* Problem requirements: Make an exact copy of all the material below, apart from the pictures.

Collection entries:
* begin *

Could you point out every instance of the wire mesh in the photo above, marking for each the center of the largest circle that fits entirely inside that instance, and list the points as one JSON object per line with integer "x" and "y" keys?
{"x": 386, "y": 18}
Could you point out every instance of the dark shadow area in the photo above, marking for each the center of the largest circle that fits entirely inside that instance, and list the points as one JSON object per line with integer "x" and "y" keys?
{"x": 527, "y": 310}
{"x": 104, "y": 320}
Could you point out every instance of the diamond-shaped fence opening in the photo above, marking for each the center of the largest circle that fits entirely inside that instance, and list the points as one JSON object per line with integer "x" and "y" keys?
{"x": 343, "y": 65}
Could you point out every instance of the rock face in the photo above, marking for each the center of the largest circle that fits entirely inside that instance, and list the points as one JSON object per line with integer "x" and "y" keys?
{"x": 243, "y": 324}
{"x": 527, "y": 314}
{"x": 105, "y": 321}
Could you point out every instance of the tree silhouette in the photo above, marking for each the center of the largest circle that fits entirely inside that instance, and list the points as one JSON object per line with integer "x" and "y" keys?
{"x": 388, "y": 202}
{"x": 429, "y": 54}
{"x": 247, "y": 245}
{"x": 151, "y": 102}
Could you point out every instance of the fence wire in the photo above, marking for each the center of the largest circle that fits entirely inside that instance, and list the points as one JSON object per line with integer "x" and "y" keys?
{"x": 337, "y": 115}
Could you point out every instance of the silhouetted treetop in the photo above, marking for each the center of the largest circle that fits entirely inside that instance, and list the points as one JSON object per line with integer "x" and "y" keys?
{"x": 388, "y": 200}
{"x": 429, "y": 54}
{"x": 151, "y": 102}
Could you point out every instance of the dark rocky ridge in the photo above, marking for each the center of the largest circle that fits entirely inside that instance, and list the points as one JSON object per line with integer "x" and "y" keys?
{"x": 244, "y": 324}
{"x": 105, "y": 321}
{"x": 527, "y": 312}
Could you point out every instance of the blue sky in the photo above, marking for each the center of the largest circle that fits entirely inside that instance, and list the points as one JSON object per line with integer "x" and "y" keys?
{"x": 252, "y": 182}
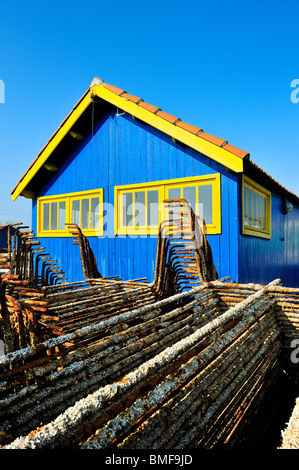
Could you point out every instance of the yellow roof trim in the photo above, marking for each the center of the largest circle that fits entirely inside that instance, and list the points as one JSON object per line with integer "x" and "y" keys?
{"x": 218, "y": 154}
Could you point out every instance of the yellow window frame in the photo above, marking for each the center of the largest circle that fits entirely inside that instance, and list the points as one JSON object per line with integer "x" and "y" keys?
{"x": 163, "y": 187}
{"x": 258, "y": 216}
{"x": 69, "y": 198}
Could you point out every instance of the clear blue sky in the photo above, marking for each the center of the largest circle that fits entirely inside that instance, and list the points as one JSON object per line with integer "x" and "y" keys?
{"x": 226, "y": 67}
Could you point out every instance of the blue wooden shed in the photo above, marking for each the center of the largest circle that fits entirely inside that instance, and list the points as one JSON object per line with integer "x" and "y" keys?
{"x": 113, "y": 161}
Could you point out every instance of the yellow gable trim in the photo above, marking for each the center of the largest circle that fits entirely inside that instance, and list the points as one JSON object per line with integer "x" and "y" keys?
{"x": 218, "y": 154}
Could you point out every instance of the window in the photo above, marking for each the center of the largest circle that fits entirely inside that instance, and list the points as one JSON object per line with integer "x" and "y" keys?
{"x": 256, "y": 209}
{"x": 140, "y": 208}
{"x": 83, "y": 208}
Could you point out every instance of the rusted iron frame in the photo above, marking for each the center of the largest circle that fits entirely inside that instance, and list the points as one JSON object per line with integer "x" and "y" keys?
{"x": 198, "y": 423}
{"x": 180, "y": 231}
{"x": 130, "y": 379}
{"x": 156, "y": 429}
{"x": 60, "y": 384}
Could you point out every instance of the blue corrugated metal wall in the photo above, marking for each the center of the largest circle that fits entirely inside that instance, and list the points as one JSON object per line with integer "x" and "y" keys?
{"x": 124, "y": 151}
{"x": 262, "y": 260}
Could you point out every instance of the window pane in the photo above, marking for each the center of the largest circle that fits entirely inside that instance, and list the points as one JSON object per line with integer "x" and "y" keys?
{"x": 85, "y": 213}
{"x": 205, "y": 198}
{"x": 189, "y": 193}
{"x": 61, "y": 215}
{"x": 139, "y": 208}
{"x": 76, "y": 212}
{"x": 53, "y": 215}
{"x": 245, "y": 205}
{"x": 94, "y": 212}
{"x": 128, "y": 209}
{"x": 46, "y": 215}
{"x": 153, "y": 208}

* end *

* Result for this exercise:
Could you point out every instance of the wire mesh in the photo above, marking for each the center of the largest circle that fits entirely inside that instance, and list the points as one JSON object per line with integer "x" and "y" keys?
{"x": 386, "y": 18}
Could you point out every instance of the dark shadow area in the photo above, marking for each the center of the largest circle that fits entirely inside that instance, and list the points as one JSON object per line with integer "x" and "y" keys?
{"x": 527, "y": 310}
{"x": 104, "y": 320}
Could you point out every instance of the diamond-shaped fence opening in the photo above, marking for each the center of the largest circle that fits entirely inside that instance, and list the points as one JSON object per line with integer "x" and "y" keys?
{"x": 343, "y": 65}
Could you point out every instance of the rock face in the photo above, marking for each the center of the largest circle that fits entirely inside that instance, and list the points as one JSON object per line with integer "x" and "y" keys?
{"x": 243, "y": 324}
{"x": 527, "y": 314}
{"x": 105, "y": 321}
Could you point out every instance of the tree silhouette in the photo above, marking for each the center of the largest circle that fits entirely inside that instance, and list the points as one JSON object per line with integer "x" and "y" keys?
{"x": 388, "y": 202}
{"x": 429, "y": 54}
{"x": 247, "y": 245}
{"x": 151, "y": 102}
Could you point out every instance of the fence wire in the photo above, marking for each the center of the largest circle that fits entirely inside that instance, and list the points as one JSON object per line with integer "x" and "y" keys?
{"x": 337, "y": 115}
Could you point out every instance of the silhouetted treetop in the photo above, marking for each the center of the largest circle that fits entirely inside that instance, and list the points as one JSON object per line with integer "x" and "y" keys?
{"x": 388, "y": 200}
{"x": 429, "y": 54}
{"x": 151, "y": 102}
Could you point out every instance of the dark rocky ridge in the photo above, marking for each the center of the largest circle that fits entirely inside that instance, and list the points as one JSON object per line with integer "x" and "y" keys?
{"x": 244, "y": 324}
{"x": 105, "y": 321}
{"x": 527, "y": 312}
Could you point out every instance of the blue sky in the photo above, marking for each the center of the largest circle that fits entirely inside that instance, and list the points as one JSON object per line with integer "x" and "y" keys?
{"x": 252, "y": 182}
Could you point out every instance of the yellow roof trim in the photo above, marking for each the center of the largest circle that fits entirely inside that instance, and list the points as one JSON object per line with integer "x" and "y" keys?
{"x": 218, "y": 154}
Could you point out every instance of the yellow window frame in the photo above, marking for each the center of the largest circle that fits entirely inside that instance, and list the points as one JSON object per line with integer "x" and "y" keys?
{"x": 163, "y": 187}
{"x": 258, "y": 216}
{"x": 69, "y": 198}
Could you point out every instance of the clear blue sky in the photo above, marking for each the center of the largest circle that fits entirely inside that instance, and list the points as one JSON object per line with integer "x" and "y" keys?
{"x": 226, "y": 67}
Could you point out every instance of the blue wooden shed in the photo above, marking for each the center of the largest circle that fits entirely inside that instance, and list the points as one JSON object per line with integer "x" and "y" keys?
{"x": 113, "y": 161}
Could you point out every instance of the yellow gable trim in the photo above, marking for each the center of the largest circle that fits entirely inside that instance, and list the points as one JSON object per line with integer "x" and "y" keys?
{"x": 218, "y": 154}
Could you point out every instance of the window in the photo above, marking for each the center of the largest circle that fits entirely inside that instance, and list the points as one JSON object per line with integer "x" and "y" keys?
{"x": 256, "y": 209}
{"x": 140, "y": 208}
{"x": 83, "y": 208}
Could you point out every instance of the rusted iron frame in the photo above, marking for each the center of the largest circle that fits entirely inside that instance, and list the points as one JSON object per line with integer "x" and "y" keys?
{"x": 198, "y": 423}
{"x": 180, "y": 231}
{"x": 130, "y": 379}
{"x": 156, "y": 429}
{"x": 60, "y": 384}
Could you point out every instance of the blue corrugated metal wall in the photo above, marking for each the center of the largest circle that fits entirely inside that instance, and list the points as one JSON object per line with integer "x" and "y" keys?
{"x": 124, "y": 151}
{"x": 262, "y": 260}
Could you point out every instance of the window pane in the photo above, marking for each the center of the largest circle that fits entirely inside that instance, and list the points as one JSON object per line with integer "x" and "y" keys?
{"x": 85, "y": 213}
{"x": 205, "y": 198}
{"x": 189, "y": 193}
{"x": 61, "y": 215}
{"x": 139, "y": 208}
{"x": 76, "y": 212}
{"x": 53, "y": 215}
{"x": 245, "y": 205}
{"x": 94, "y": 212}
{"x": 128, "y": 209}
{"x": 46, "y": 215}
{"x": 153, "y": 208}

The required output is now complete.